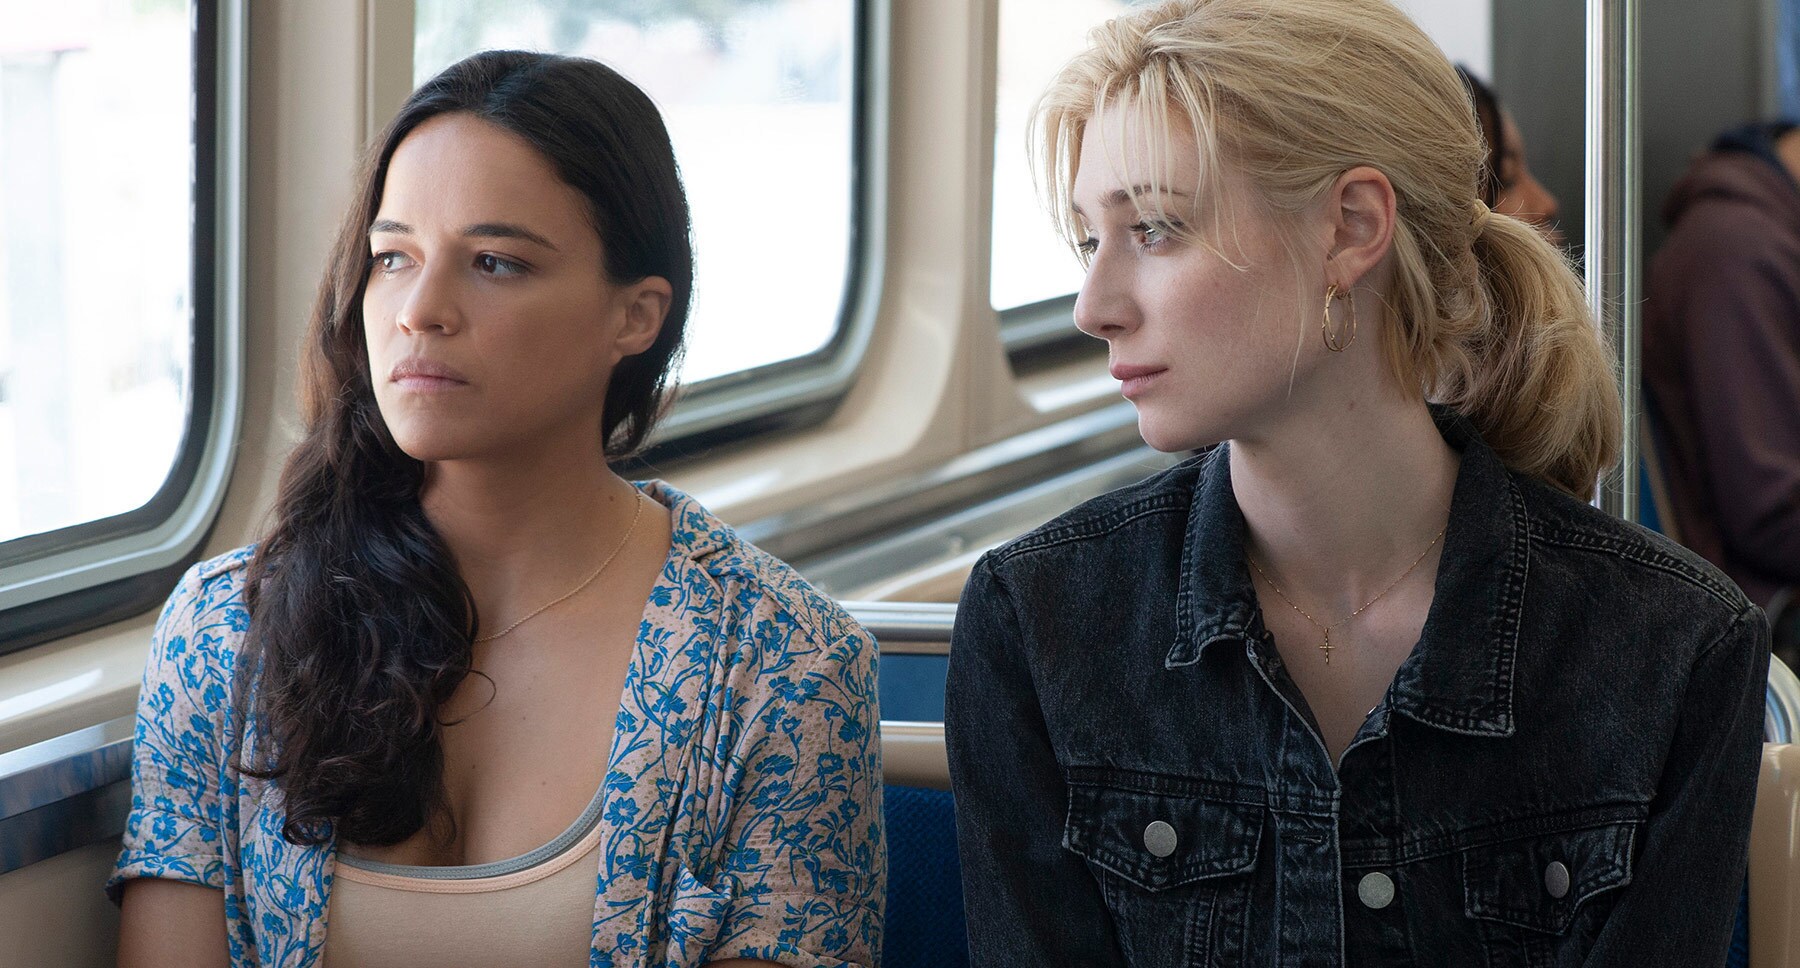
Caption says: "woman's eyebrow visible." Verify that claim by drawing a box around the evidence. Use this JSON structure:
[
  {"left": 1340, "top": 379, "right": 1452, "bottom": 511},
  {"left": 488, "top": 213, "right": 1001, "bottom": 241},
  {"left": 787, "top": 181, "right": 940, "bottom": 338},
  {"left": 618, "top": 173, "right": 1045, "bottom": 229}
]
[
  {"left": 366, "top": 218, "right": 559, "bottom": 251},
  {"left": 1072, "top": 185, "right": 1193, "bottom": 217},
  {"left": 463, "top": 222, "right": 559, "bottom": 250}
]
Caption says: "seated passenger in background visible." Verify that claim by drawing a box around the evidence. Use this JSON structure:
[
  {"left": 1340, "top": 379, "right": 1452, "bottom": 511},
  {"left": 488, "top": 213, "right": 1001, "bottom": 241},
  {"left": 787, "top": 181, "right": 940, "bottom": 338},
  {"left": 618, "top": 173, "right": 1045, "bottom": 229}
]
[
  {"left": 946, "top": 0, "right": 1769, "bottom": 964},
  {"left": 109, "top": 51, "right": 882, "bottom": 968},
  {"left": 1644, "top": 120, "right": 1800, "bottom": 609},
  {"left": 1455, "top": 65, "right": 1565, "bottom": 246}
]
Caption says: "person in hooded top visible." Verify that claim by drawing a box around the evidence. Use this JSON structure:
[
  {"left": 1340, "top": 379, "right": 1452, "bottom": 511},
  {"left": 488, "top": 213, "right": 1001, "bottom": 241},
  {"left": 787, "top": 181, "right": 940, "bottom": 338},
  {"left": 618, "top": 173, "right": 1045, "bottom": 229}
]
[{"left": 1643, "top": 122, "right": 1800, "bottom": 610}]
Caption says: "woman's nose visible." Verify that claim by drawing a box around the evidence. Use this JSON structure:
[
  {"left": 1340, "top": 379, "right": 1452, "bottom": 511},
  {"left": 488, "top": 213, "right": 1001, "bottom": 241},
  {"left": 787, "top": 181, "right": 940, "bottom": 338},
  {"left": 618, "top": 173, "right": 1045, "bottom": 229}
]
[
  {"left": 1072, "top": 254, "right": 1139, "bottom": 341},
  {"left": 395, "top": 264, "right": 463, "bottom": 336},
  {"left": 1524, "top": 175, "right": 1559, "bottom": 225},
  {"left": 1501, "top": 173, "right": 1558, "bottom": 226}
]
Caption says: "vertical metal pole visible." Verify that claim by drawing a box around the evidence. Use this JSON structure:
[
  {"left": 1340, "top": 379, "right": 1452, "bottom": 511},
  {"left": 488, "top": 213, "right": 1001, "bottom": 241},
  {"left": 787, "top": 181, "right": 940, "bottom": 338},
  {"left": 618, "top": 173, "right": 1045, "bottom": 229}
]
[{"left": 1587, "top": 0, "right": 1640, "bottom": 521}]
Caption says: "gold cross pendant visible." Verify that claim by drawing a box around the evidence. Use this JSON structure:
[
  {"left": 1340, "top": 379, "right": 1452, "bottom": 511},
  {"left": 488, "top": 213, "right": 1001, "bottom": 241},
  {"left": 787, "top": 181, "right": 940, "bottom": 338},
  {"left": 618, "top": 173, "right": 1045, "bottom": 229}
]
[{"left": 1320, "top": 628, "right": 1333, "bottom": 665}]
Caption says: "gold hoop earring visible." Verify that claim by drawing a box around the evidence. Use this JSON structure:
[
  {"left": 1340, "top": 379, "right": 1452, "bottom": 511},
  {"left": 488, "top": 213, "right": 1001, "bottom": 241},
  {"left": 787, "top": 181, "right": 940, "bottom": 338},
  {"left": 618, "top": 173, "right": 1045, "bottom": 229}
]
[{"left": 1322, "top": 284, "right": 1357, "bottom": 352}]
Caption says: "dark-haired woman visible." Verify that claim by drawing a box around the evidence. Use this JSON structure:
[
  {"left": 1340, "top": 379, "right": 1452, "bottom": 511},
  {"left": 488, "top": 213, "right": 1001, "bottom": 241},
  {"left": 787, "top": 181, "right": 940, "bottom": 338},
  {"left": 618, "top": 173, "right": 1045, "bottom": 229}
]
[
  {"left": 110, "top": 51, "right": 882, "bottom": 968},
  {"left": 1457, "top": 65, "right": 1565, "bottom": 246},
  {"left": 946, "top": 0, "right": 1768, "bottom": 964}
]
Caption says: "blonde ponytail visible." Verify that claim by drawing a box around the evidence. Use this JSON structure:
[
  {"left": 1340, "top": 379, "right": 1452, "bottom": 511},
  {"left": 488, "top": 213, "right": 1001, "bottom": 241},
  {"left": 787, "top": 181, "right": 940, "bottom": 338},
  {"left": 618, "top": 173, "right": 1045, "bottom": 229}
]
[
  {"left": 1446, "top": 210, "right": 1621, "bottom": 498},
  {"left": 1036, "top": 0, "right": 1621, "bottom": 499}
]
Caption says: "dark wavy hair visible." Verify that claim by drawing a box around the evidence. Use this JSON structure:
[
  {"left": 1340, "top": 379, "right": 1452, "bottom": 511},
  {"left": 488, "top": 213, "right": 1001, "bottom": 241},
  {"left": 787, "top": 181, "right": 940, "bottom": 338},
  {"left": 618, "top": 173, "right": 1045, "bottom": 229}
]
[
  {"left": 1455, "top": 65, "right": 1506, "bottom": 208},
  {"left": 236, "top": 50, "right": 693, "bottom": 846}
]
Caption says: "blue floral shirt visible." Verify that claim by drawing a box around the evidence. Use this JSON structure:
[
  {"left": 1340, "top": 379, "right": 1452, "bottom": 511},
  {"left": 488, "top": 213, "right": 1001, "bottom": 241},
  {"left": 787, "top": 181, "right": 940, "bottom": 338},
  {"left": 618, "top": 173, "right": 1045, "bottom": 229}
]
[{"left": 108, "top": 481, "right": 885, "bottom": 967}]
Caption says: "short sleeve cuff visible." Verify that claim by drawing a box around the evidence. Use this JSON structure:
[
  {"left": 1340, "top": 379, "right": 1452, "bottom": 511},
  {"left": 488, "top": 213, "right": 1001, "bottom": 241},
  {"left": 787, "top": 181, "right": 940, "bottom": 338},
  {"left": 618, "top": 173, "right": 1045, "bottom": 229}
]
[
  {"left": 106, "top": 846, "right": 226, "bottom": 905},
  {"left": 106, "top": 798, "right": 228, "bottom": 903}
]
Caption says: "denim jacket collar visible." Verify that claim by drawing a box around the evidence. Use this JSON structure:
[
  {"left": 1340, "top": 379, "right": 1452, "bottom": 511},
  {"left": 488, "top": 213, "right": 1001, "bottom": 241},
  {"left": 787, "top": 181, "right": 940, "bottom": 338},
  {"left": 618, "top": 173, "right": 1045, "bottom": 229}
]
[{"left": 1168, "top": 406, "right": 1529, "bottom": 737}]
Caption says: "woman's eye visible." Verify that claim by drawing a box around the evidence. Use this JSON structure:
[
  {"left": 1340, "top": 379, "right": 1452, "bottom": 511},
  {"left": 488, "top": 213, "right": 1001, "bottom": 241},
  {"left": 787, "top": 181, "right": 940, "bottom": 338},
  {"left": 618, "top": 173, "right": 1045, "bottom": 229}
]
[
  {"left": 475, "top": 253, "right": 527, "bottom": 276},
  {"left": 371, "top": 251, "right": 412, "bottom": 274},
  {"left": 1075, "top": 237, "right": 1099, "bottom": 257},
  {"left": 1498, "top": 156, "right": 1522, "bottom": 190},
  {"left": 1131, "top": 221, "right": 1177, "bottom": 248}
]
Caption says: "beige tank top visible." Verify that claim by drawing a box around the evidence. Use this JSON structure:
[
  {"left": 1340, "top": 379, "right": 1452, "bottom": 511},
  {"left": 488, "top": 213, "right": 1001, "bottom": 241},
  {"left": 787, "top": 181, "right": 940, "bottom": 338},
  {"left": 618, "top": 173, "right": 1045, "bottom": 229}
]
[{"left": 321, "top": 783, "right": 605, "bottom": 967}]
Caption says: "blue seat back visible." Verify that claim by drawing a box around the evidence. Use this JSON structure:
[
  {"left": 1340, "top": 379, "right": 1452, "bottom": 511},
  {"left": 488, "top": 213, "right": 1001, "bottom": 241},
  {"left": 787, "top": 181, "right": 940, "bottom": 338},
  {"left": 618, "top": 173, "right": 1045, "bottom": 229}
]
[
  {"left": 1728, "top": 879, "right": 1750, "bottom": 968},
  {"left": 1638, "top": 391, "right": 1687, "bottom": 542},
  {"left": 1638, "top": 453, "right": 1664, "bottom": 534},
  {"left": 882, "top": 783, "right": 969, "bottom": 968}
]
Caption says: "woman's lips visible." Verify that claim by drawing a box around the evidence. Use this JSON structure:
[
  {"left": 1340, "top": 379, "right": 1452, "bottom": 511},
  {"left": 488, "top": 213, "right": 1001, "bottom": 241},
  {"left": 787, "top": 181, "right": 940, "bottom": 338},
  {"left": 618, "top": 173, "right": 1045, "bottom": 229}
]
[
  {"left": 390, "top": 357, "right": 470, "bottom": 392},
  {"left": 1110, "top": 364, "right": 1167, "bottom": 399},
  {"left": 393, "top": 374, "right": 467, "bottom": 392}
]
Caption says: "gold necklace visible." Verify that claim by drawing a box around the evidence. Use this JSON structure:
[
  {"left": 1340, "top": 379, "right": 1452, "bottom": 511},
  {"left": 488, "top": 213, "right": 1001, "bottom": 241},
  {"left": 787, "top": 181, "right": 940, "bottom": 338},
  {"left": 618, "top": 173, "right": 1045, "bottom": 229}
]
[
  {"left": 473, "top": 493, "right": 647, "bottom": 644},
  {"left": 1246, "top": 526, "right": 1446, "bottom": 665}
]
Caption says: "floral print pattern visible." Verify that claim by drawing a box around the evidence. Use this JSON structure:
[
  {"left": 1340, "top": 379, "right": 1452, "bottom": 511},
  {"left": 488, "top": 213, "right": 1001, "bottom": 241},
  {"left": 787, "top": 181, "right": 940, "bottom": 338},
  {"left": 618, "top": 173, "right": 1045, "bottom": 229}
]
[{"left": 108, "top": 481, "right": 884, "bottom": 968}]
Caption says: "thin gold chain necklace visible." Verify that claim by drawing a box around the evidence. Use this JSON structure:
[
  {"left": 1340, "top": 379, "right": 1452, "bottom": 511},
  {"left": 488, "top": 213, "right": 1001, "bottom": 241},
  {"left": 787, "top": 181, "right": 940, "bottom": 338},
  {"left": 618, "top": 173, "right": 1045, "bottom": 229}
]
[
  {"left": 1246, "top": 526, "right": 1446, "bottom": 665},
  {"left": 472, "top": 492, "right": 647, "bottom": 644}
]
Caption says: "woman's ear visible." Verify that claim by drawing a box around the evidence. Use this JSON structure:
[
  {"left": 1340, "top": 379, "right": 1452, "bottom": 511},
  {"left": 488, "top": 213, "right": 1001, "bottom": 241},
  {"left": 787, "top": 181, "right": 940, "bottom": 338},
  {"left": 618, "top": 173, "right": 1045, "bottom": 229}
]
[
  {"left": 610, "top": 276, "right": 673, "bottom": 363},
  {"left": 1323, "top": 165, "right": 1397, "bottom": 289}
]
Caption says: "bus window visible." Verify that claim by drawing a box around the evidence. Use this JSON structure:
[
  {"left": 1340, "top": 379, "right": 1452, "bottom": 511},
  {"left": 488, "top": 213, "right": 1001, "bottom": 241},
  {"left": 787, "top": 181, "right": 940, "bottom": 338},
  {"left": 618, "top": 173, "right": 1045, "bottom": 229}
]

──────────────────────────────

Your answer must be a copy of every line in the data above that holds the string "floral".

Caption says: "blue floral shirt visible." Verify that claim by drawing a box around the evidence. Use this JSON structure:
Caption says: "floral print pattern visible." Verify that claim by drawing a box around the evidence. Use this JSON structure:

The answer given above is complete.